» EXERCICE PROPOSÉ 1: Modifiez le passage de la discussion compris entre « F. Jeffroy : Célia, peux-tu » et « que faire ? », bornes incluses : recopiez-le en remplaçant « épicerie de vrac » par « épicerie solidaire ».
» EXERCICE PROPOSÉ 2: Dans la discussion, indiquez s'il vous plaît combien de coopératives alimentaires autogérées les épiceries Dionycoop de Saint-Denis ont réunies en septembre 2017.

F. Jeffroy : Célia, peux-tu nous présenter le projet Bio Social Club que tu développes à Groslay ?
C. Jousserand : Nous portons ce projet à plusieurs. Notre objectif est de créer une coopérative d'intérêt collectif, en proposant une épicerie de vrac, un restaurant/café végétarien et un espace d’apprentissage. Ce lieu participerait à cet élan général : proposer des produits de proximité pour se passer de la grande distribution, avoir une démarche qui tend vers le zéro déchet et fournir un lieu d’échanges et de convivialité. Il ne manque plus que le local ...

Conclusion : En un mot, ou une phrase, que faire ?

C. Rigault-Certain : la priorité, pour les arboriculteurs, c'est de se faire connaître et reconnaître. Communiquer sur nos produits, sur nos activités. On pourrait inciter les consommateurs à venir cueillir. Encourager les écoles à visiter les vergers …. Je pense par exemple à l'initiative du réseau la Ruche qui dit oui, qui a été un relais pour organiser une journée au verger.

R. Prat : Nos 2 épiceries Dionycoop de Saint-Denis ont organisé une rencontre d’une dizaine de coopératives alimentaires autogérées en septembre 2017 pour échanger sur nos manières de faire. Nous proposons notre fonctionnement léger qui peut servir de modèle pour ouvrir d’autres épiceries. Nous avons édité un petit livre qui raconte en détail les différents aspects du fonctionnement, le plus léger possible et sans informatique. Il faut juste trouver des gens prêts à s’impliquer. Une fois le local obtenu, en 2 mois, on peut ouvrir une épicerie autogérée. Cette organisation de la vente change radicalement la relation avec les producteurs. Ces petites épiceries leur procurent des débouchés car ils ne sont pas assez gros pour répondre aux demandes de la grande distribution ou des chaines de magasins bios. Des emplois sont pérennisés ou créés à la production et les prix sont très attractifs dans la boutique. Le budget familial s’en porte beaucoup mieux avec les produits frais à l’amap et presque tous les autres produits à épicerie.

JP Taramarcaz : je pense que nous pouvons faire un effort de communication sur le PLU de la ville, le rendre plus accessible et compréhensible par les Groslaysiens. Nous pourrions également préserver les 30 ha de la commune encore non construits.

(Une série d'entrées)
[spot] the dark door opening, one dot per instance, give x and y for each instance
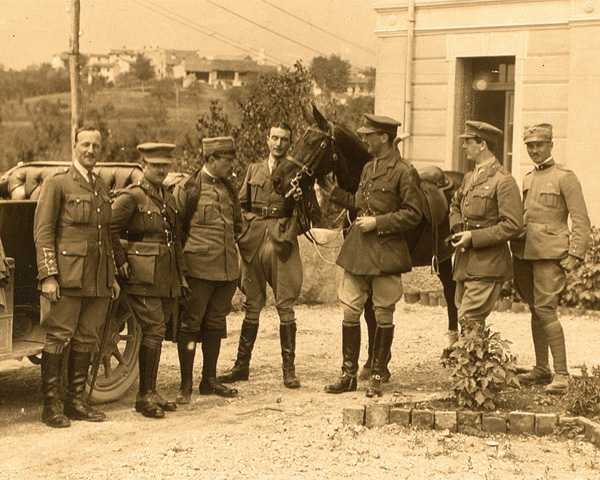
(486, 93)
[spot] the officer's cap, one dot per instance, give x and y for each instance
(157, 153)
(483, 130)
(218, 145)
(542, 132)
(378, 123)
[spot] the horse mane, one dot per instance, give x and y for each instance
(352, 157)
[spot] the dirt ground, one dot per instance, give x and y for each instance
(269, 432)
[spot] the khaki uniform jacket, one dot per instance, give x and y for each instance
(71, 231)
(210, 249)
(490, 206)
(550, 195)
(146, 234)
(391, 194)
(258, 193)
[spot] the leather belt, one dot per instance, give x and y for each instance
(161, 237)
(272, 212)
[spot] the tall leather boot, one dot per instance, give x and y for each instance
(145, 402)
(287, 338)
(186, 349)
(383, 345)
(166, 405)
(371, 323)
(52, 414)
(241, 368)
(209, 385)
(77, 372)
(350, 353)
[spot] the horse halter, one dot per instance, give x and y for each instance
(312, 163)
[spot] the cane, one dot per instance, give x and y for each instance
(112, 310)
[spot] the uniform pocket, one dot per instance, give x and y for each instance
(550, 196)
(78, 207)
(70, 257)
(142, 262)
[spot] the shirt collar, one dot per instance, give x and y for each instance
(84, 173)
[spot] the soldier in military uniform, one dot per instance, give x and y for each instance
(551, 195)
(76, 272)
(270, 254)
(485, 213)
(150, 261)
(375, 253)
(212, 222)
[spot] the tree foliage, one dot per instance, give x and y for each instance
(331, 74)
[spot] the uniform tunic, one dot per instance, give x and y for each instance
(374, 261)
(268, 246)
(211, 255)
(489, 205)
(551, 194)
(72, 238)
(146, 220)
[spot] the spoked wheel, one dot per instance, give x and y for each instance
(118, 369)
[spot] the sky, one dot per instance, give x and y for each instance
(32, 31)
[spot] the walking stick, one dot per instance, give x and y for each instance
(112, 310)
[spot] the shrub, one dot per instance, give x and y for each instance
(583, 395)
(482, 365)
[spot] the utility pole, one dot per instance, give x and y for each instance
(76, 111)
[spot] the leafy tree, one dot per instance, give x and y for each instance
(331, 74)
(143, 69)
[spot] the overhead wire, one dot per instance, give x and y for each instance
(211, 33)
(316, 27)
(266, 28)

» RÉPONSE ATTENDUE 1:
F. Jeffroy : Célia, peux-tu nous présenter le projet Bio Social Club que tu développes à Groslay ?
C. Jousserand : Nous portons ce projet à plusieurs. Notre objectif est de créer une coopérative d'intérêt collectif, en proposant une épicerie solidaire, un restaurant/café végétarien et un espace d’apprentissage. Ce lieu participerait à cet élan général : proposer des produits de proximité pour se passer de la grande distribution, avoir une démarche qui tend vers le zéro déchet et fournir un lieu d’échanges et de convivialité. Il ne manque plus que le local ...

Conclusion : En un mot, ou une phrase, que faire ?

» RÉPONSE ATTENDUE 2: Une dizaine.